__ABOUT THIS EXERCISE__
Keep every word of the entries and print them exactly; the pictures stay out.

__DATA RECORDS__
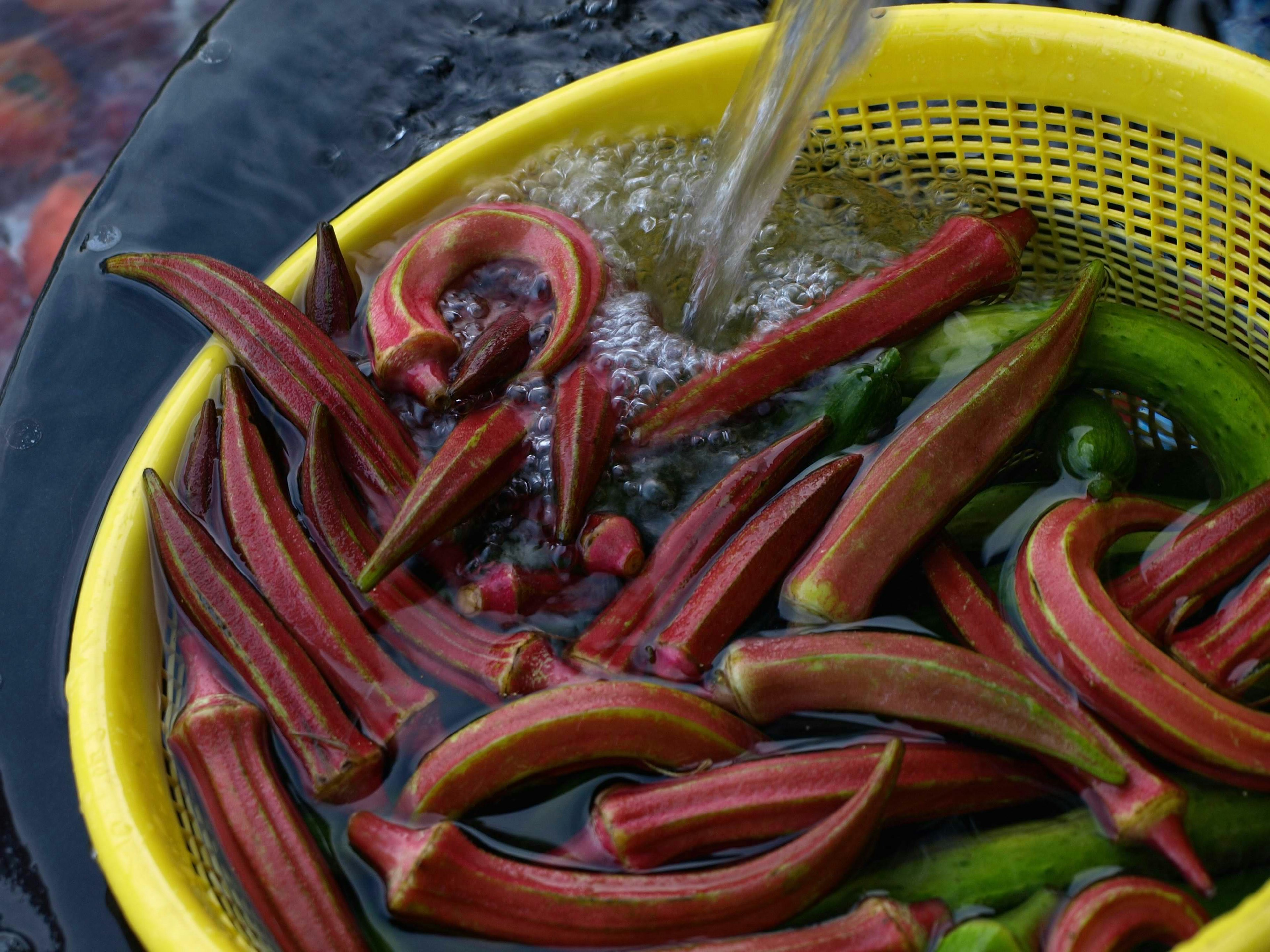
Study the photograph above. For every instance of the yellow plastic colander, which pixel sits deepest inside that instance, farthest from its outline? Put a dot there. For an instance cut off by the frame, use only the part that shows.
(1131, 143)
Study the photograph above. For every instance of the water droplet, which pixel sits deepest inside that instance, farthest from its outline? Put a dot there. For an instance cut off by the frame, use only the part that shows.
(15, 942)
(24, 433)
(103, 238)
(215, 51)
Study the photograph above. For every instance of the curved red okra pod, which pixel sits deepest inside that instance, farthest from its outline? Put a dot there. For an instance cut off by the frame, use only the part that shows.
(907, 677)
(223, 744)
(296, 365)
(1123, 913)
(1116, 668)
(196, 476)
(413, 347)
(440, 878)
(934, 465)
(417, 622)
(874, 926)
(1147, 808)
(332, 294)
(647, 825)
(585, 426)
(684, 549)
(338, 765)
(572, 727)
(747, 568)
(474, 462)
(510, 589)
(967, 259)
(1208, 555)
(392, 706)
(1230, 649)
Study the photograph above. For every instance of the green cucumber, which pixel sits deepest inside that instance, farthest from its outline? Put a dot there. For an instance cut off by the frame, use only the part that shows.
(1090, 441)
(1230, 829)
(1018, 931)
(863, 400)
(1220, 398)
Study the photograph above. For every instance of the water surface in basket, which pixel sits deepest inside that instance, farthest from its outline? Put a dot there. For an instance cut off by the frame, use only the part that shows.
(842, 213)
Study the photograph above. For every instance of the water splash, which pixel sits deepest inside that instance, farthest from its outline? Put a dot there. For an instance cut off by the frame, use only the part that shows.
(813, 45)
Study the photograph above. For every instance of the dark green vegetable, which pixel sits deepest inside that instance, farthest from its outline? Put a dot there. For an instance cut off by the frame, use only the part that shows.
(1230, 829)
(1220, 398)
(1090, 441)
(1018, 931)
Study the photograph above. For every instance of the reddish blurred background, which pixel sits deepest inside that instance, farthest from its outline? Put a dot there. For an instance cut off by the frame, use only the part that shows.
(75, 75)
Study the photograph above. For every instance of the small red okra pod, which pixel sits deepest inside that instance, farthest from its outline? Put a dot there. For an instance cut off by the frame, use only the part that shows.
(934, 465)
(200, 470)
(510, 589)
(437, 876)
(390, 705)
(416, 621)
(610, 544)
(414, 348)
(1147, 808)
(1122, 913)
(1209, 554)
(474, 462)
(967, 259)
(338, 765)
(500, 352)
(573, 727)
(1114, 667)
(333, 290)
(647, 825)
(747, 569)
(295, 362)
(686, 546)
(222, 742)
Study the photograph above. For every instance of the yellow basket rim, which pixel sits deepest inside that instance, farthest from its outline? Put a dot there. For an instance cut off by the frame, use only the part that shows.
(115, 746)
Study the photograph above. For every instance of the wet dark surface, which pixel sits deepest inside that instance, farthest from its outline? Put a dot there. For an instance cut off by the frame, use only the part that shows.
(282, 115)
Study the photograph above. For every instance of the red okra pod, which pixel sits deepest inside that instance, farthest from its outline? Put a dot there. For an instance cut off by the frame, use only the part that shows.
(967, 259)
(585, 426)
(440, 878)
(510, 589)
(1147, 808)
(417, 622)
(390, 705)
(747, 568)
(474, 462)
(338, 763)
(296, 365)
(222, 742)
(333, 290)
(500, 352)
(1208, 555)
(934, 465)
(1230, 649)
(875, 926)
(610, 544)
(572, 727)
(1123, 913)
(413, 347)
(748, 801)
(688, 546)
(907, 677)
(1112, 664)
(196, 476)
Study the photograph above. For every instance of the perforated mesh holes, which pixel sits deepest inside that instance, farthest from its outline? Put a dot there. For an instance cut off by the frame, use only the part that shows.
(1183, 226)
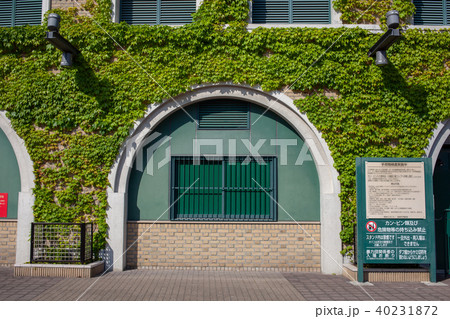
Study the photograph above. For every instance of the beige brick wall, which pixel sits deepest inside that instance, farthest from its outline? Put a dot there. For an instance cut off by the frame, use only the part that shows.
(8, 230)
(248, 246)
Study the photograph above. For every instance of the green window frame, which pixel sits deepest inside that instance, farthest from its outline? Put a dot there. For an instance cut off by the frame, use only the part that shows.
(434, 12)
(223, 188)
(291, 11)
(20, 12)
(169, 12)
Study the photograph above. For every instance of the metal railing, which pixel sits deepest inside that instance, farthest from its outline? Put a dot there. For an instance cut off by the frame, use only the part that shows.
(61, 243)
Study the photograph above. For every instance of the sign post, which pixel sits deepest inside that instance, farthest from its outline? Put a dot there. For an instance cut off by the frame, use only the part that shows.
(3, 204)
(395, 215)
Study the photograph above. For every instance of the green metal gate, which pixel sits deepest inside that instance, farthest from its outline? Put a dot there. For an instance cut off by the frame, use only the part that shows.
(226, 188)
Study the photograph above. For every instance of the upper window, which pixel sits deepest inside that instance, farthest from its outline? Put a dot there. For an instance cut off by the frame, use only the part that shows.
(169, 12)
(291, 11)
(223, 115)
(432, 12)
(20, 12)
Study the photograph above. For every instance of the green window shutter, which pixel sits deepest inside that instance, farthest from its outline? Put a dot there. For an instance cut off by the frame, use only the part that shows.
(6, 13)
(223, 189)
(291, 11)
(157, 11)
(28, 12)
(177, 11)
(313, 12)
(270, 11)
(139, 11)
(430, 12)
(20, 12)
(223, 114)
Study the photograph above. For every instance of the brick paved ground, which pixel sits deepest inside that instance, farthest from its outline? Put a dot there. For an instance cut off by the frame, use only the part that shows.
(23, 288)
(314, 286)
(211, 285)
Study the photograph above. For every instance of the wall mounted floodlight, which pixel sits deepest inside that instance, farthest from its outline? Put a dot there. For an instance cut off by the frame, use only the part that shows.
(378, 51)
(58, 41)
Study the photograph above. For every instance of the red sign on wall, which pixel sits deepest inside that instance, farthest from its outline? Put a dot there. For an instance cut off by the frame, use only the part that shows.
(3, 204)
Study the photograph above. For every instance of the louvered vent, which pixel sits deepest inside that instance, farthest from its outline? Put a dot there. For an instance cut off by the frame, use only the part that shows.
(177, 11)
(157, 11)
(223, 114)
(311, 11)
(6, 13)
(28, 12)
(270, 11)
(291, 11)
(431, 12)
(138, 11)
(20, 12)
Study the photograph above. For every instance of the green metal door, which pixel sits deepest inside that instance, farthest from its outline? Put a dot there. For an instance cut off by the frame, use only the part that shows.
(225, 188)
(441, 180)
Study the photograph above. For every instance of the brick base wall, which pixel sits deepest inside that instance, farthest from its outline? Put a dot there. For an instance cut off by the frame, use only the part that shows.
(8, 231)
(247, 246)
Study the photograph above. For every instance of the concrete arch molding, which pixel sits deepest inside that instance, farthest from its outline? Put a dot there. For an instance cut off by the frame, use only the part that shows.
(26, 197)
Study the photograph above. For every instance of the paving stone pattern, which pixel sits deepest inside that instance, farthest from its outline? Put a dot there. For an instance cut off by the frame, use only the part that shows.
(207, 285)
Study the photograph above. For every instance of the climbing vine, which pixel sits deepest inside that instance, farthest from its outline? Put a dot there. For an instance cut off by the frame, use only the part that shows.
(74, 121)
(372, 11)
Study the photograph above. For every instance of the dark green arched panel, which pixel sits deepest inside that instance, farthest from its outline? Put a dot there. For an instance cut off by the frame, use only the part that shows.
(298, 192)
(9, 175)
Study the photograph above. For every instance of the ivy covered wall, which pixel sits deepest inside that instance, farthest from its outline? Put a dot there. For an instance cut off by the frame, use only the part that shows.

__WRITTEN ANSWER__
Study the photograph above. For every instance of the yellow plastic colander, which pixel sits deepest inside that instance, farthest from its outline? Put a dot there. For an instance cut off by the frame, use only the part that shows.
(1131, 143)
Study the photograph above. For every instance of the water droplet, which pixel sits deepest inside that instance, farthest from its outline? Put a dot there. For an instance cut off by the frame, use only the part that shows.
(15, 942)
(24, 433)
(103, 238)
(215, 51)
Study the photograph above. For every instance of the curved red okra pod, which pixel sits deepest inside that instance, farthest from its outline? Put a dot there. For an instance cut off by the frame, use only the part that shows.
(907, 677)
(223, 744)
(296, 365)
(1123, 913)
(1116, 668)
(196, 476)
(413, 347)
(440, 878)
(934, 465)
(417, 622)
(874, 926)
(1147, 808)
(332, 294)
(647, 825)
(585, 426)
(684, 549)
(338, 765)
(572, 727)
(747, 568)
(474, 462)
(510, 589)
(967, 259)
(1208, 555)
(392, 706)
(1230, 649)
Study the photograph above. For every instance of the green cucumber, which pixel sits deepest inside that instance, farthest from its outline? Put a dot there. For an instance cut off by the frame, use only the part that shows.
(1090, 441)
(1230, 829)
(1018, 931)
(863, 400)
(1220, 398)
Study the photograph above. For every instance of the water surface in basket, which pixel sits deepest inside that instance, farthest from its outline? Put a dot there. For an instance cut off by the frame, use only the part that shows.
(842, 213)
Study the photograph above. For every instance of the water splash, which pixel sits deepest inside that instance, farthest from its outline? Put a dot there. For an instance cut off by the frame, use only the part that shows.
(813, 45)
Study the photograph above. For every instance of the dark green vegetable, which pixel sits deepest inside that instance, farthest from its outline? Put a dot there. For an instance cut off by the frame, use only the part that shows.
(1230, 829)
(1220, 398)
(1090, 441)
(1018, 931)
Study the photograph above. For every instance of the reddish blurred background, which pixel sits deepest inside that instance, farthest from its outline? Put a dot there. For an instance cut off by the frame, use only the part that shows.
(75, 75)
Study the photograph above. For every instance of the small red okra pod, which pixel sits deepest inside that instance, farthest from its outline? Put a dot there. For an instance cut off by the frame, use only the part that shows.
(934, 465)
(200, 470)
(510, 589)
(437, 876)
(390, 705)
(416, 621)
(610, 544)
(414, 348)
(1147, 808)
(1122, 913)
(1209, 554)
(474, 462)
(967, 259)
(338, 765)
(500, 352)
(573, 727)
(1114, 667)
(333, 290)
(647, 825)
(747, 569)
(295, 362)
(686, 546)
(222, 742)
Study the photograph above. For every instance of the yellow basket rim, which pixel sits deepest inside that instance, farthest from its outline? Put a dot there. For an instance cut off by the frame, use only the part that shows.
(115, 746)
Study the photograph above. For every instance of the wet dark surface, which pixel sits deepest inside that instance, farthest from its outline? Put a dot there. For an instance cut off by the frame, use only the part that shows.
(282, 115)
Study the photograph above. For every instance of the red okra pod, which pixel sits deepest inside that instance, farthest from its outline? Put a dot there. For an instance cut off by the frame, use only the part that shows.
(967, 259)
(585, 426)
(440, 878)
(510, 589)
(1147, 808)
(417, 622)
(390, 705)
(747, 568)
(474, 462)
(338, 763)
(296, 365)
(222, 742)
(333, 290)
(500, 352)
(1208, 555)
(934, 465)
(1230, 649)
(875, 926)
(610, 544)
(572, 727)
(1123, 913)
(413, 347)
(748, 801)
(688, 546)
(907, 677)
(1112, 664)
(196, 476)
Study the photograph above. For every instance of the perforated mesh holes, which pixel sits deepest inside that instance, farthest from its outline? Put a dot there. For an instance cut off by the frame, use only the part that shows.
(1183, 226)
Study the photograph above. For every instance of the beige brick wall, which pixel sits deepest inside that instance, farthest from its outline? Put a dot there. For an instance cut off by the frame, use only the part that shows.
(8, 230)
(248, 246)
Study the photograph above. For every instance of the green window frame, which pixel sits deepest inside that instance, farthest from its outline? Put a dot there. For an instance cut off by the frame, use only the part that shows.
(434, 12)
(223, 188)
(291, 11)
(20, 12)
(169, 12)
Study the photograph above. For every instance of the metal railing, which pixel sits deepest inside that instance, farthest from its outline? Put a dot there. For an instance cut off by the frame, use only the part that shows.
(61, 243)
Study the photograph above. For every instance of the sign post, which pixel sits deepest inside that instance, farthest from its outline? Put a dot there. For an instance cut off by the frame, use only the part that shows.
(3, 204)
(395, 215)
Study the photograph above. For every instance of the green metal gate, which pixel sits deepest inside that instance, farthest from its outline? Put a dot there. For an instance cut off by the frame, use only the part that shows.
(226, 188)
Study the photograph above. For every instance of the upper window, which pixel sits deepest inside that instance, farthest from its outline? Put a dot there. For an instance cut off by the frame, use only the part that shows.
(169, 12)
(291, 11)
(223, 115)
(432, 12)
(20, 12)
Study the photograph above. For every instance of the green window shutter, which pixel sits deepest inside that instance, farthest from its outline? Put a dot there. For an instance cut off by the frame, use only the part that shows.
(6, 13)
(223, 189)
(291, 11)
(157, 11)
(28, 12)
(177, 11)
(313, 12)
(270, 11)
(139, 11)
(430, 12)
(20, 12)
(223, 114)
Study the photograph above. For every instance of the brick paved ground, which pixel sits deepest inside that instance, farthest from its outline? Put a dot there. For an instance cut off by the frame, use only the part that shows.
(23, 288)
(314, 286)
(211, 285)
Study the photograph above. For every instance of the wall mounted floodlight, which pixel sits deepest inside that instance, farthest from its outline? Put a dot there. For an instance cut off by the frame, use only the part that shows.
(378, 51)
(58, 41)
Study the photograph above. For every instance of the red sign on wall, which pixel sits deepest inside that instance, farthest from its outline? Put a dot there. For an instance cut off by the frame, use only the part that shows.
(3, 204)
Study the photograph above. For every instance of the louvered vent, which pixel sits deepest inside that instance, farthest from its outline? Put a dot there. For an instance cut off by the frame, use only the part that shows.
(177, 11)
(157, 11)
(223, 114)
(311, 11)
(6, 13)
(28, 12)
(270, 11)
(291, 11)
(431, 12)
(138, 11)
(20, 12)
Study the photograph above. For every instance of the green metal door, which pixel sits deepest inside that instance, farthest from its outline? Put a dot there. For an instance cut off by the frame, use only the part that shows.
(225, 188)
(441, 180)
Study the photograph above. For every instance of the brick base wall, which pixel sits deepest inside that instance, farthest from its outline? Put a dot there. For an instance cut off by the frame, use only the part that shows.
(8, 231)
(247, 246)
Study the photograph above. For every instance of the concrete arch molding, which pixel sits deepest inside that instance, farthest from its outline? Put a dot there. For an instance cut off by the frame, use only the part that shows.
(26, 197)
Study the photograph above. For every instance of the paving stone pattern, which pixel sits deepest inside that instance, farthest from its outline? Put a dot there. For an instance cut off by the frame, use only the part that shows.
(207, 285)
Study the photograph above. For every instance of the climbing vine, which pixel sits deepest inside that instance, farthest from its outline? Put a dot there. For an instance cut off by the frame, use only the part that shows.
(74, 121)
(372, 11)
Study the photograph above. For every instance of the dark green arched panel, which pixel sits deepest inside that instance, farthest from its outline? Put a dot there. For an instance cut off by the frame, use only the part that shows.
(298, 192)
(9, 175)
Study the photograph above. For every instance of the ivy covered wall, which pixel sits deepest inside that instance, farthest from its outline? Put a dot there. For an instance cut off by the frame, use only the part that shows.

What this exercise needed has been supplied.